RECORDS SHOWN ->

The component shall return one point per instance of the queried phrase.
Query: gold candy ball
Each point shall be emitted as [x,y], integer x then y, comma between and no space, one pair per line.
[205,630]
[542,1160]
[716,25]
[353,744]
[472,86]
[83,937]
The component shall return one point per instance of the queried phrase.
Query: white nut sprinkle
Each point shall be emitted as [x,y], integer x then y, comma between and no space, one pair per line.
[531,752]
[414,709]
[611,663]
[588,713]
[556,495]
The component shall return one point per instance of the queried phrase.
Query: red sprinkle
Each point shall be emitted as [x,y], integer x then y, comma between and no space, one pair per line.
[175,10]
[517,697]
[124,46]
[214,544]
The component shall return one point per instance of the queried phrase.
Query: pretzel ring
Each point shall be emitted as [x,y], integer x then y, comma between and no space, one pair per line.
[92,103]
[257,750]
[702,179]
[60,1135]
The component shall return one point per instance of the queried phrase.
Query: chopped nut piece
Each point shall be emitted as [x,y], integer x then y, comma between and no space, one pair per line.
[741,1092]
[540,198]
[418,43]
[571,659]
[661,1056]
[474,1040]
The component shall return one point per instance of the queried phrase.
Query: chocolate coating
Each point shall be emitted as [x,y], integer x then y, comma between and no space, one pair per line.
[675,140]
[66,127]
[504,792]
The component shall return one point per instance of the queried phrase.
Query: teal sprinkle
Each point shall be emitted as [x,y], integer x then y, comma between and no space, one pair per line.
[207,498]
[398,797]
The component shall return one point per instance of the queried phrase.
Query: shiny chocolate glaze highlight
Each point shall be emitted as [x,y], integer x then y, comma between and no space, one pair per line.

---

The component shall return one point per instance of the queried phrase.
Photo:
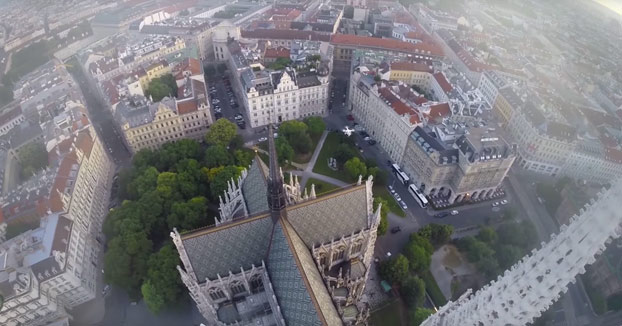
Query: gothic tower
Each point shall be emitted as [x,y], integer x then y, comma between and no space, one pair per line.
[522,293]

---

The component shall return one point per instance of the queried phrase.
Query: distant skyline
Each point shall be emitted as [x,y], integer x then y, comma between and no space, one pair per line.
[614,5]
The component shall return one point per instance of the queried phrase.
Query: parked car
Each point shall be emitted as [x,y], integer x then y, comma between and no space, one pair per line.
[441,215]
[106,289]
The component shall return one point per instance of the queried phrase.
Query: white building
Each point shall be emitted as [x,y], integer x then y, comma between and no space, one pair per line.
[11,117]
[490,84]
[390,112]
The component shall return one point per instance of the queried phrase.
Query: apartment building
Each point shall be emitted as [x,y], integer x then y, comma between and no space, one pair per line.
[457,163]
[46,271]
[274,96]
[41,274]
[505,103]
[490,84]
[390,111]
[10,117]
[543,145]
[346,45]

YOUR OBJECTIVE ->
Count the lines in the entries above that contain the string "sprinkle". Reply with the number alone.

ANSWER BELOW ->
3